Botis Seva ist als Sohn eines Kongolesen und einer Angolanerin im Londoner Außenbezirk Enfield geboren und im Vorort Dagenham aufgewachsen. In der Schule kam er mit dem Tanz in Berührung und zeigte sich schon als 15-Jähriger choreografisch talentiert. 2010 gründete er die Compagnie Far From the Norm, ein Tanzensemble, das bis heute besteht. Mit dem ist er nun zum Düsseldorf-Festival eingeladen, um sein Stück Blkdog zu zeigen. Es ist die künstlerisch umgesetzte Erzählung seiner Jugend. Die Medien lieben solche Geschichten. Ein Junge, ein dunkelhäutiger noch dazu, kämpft sich aus schwierigen sozialen Verhältnissen erfolgreich auf das internationale Tanzparkett. Und so verwundert es nicht, dass die Arbeit von Seva hochgejubelt wird. Das Stück selbst kann man durchaus diskutieren.
Foto © Camilla Greenwell
Tom Visser setzt ein Licht, das eher weniger als mehr vom Geschehen sehen lässt, bis dahin, dass nur noch Silhouetten zu erkennen sind. Seva sorgt in dieser Vierteldunkelheit durchaus für tänzerische Effekte. Wenn die sieben Tänzer in der Hocke ein hohes Lauftempo entwickeln – was zuvörderst die Lust von Orthopäden auf künftige Knieoperationen steigern dürfte – oder reflexhafte, staccatoartige Bewegungen zu Geräuschen von der Festplatte zeigen, ist das eindrucksvoll. Allerdings nutzen sich Morde, Rudel- und Rangkämpfe einschließlich Wiederbelebung und Vergewaltigungsszenen in der permanenten Wiederholung ab. Und wenn Seva die große Keule in Form eines Baseballschlägers herausholt, geht allmählich die Lust am Zuschauen verloren. Zumal die von Hahn verkündeten Hoffnungsschimmer nicht so recht erkennbar sein wollen. Dankenswerterweise erspart Seva dem Publikum die Rassismus-Debatte. Es gibt beim deutschen Tanzpublikum vermutlich ohnehin niemanden mehr, der sich für die Hautfarbe eines Tänzers interessiert. Ryan Dawson Laight sorgt mit den Kostümen gar dafür, dass Geschlechter so gut wie möglich unkenntlich gehalten werden. Dass damit auch jede erotische Spannung in Trainingsanzügen versackt, mag durchaus im Sinne Sevas liegen, hilft dem Stück aber auch nicht auf die Sprünge.

::::::

Die Aufgaben ▸
- 1) Welche Personen nennt die Kritik zu Blkdog mit Namen?
- 2) Greif die Kritik zu Blkdog nach ihrem letzten Satz auf und schreib sie weiter.

Angezeigte Daten ▸
::::::

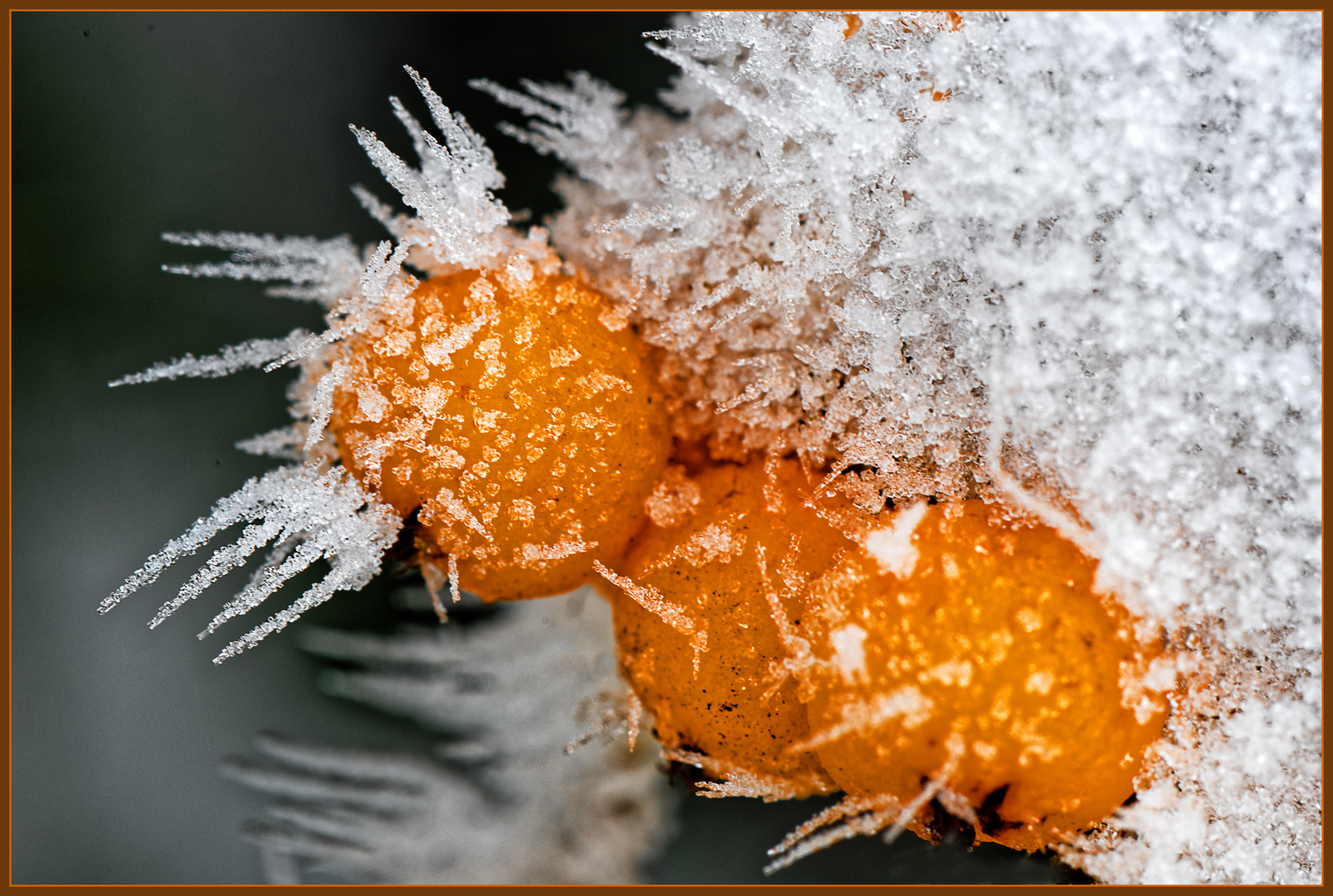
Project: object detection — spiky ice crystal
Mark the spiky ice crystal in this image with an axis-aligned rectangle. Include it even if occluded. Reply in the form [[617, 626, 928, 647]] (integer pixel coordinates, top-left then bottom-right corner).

::::::

Antworten je Aufgabe ▸
- 1) Botis Seva, Camilla Greenwell, Tom Visser, Hahn, Ryan Dawson Laight

- 2)
Letztlich bleibt von der Komposition Torben Sylvests nach der Aufführung nichts im Gedächtnis außer ein paar englischen Sprachfetzen. Nach einer guten Stunde ist es gut mit dem gewalttätigen Handlungsballett. Das Publikum im gut besuchten Theaterzelt applaudiert zunächst zögerlich, dann trotzig, nachdem das Ensemble wort- und grußlos, also ohne jede Verbeugung von der Bühne verschwindet und auch nicht wiederkehrt.
Im stürmischen Regen geht es dann hinaus in die Nacht, in der modrig-parfümierte Gerüche aus der Altstadt in die Nase steigen. Das passt dann auch – irgendwie.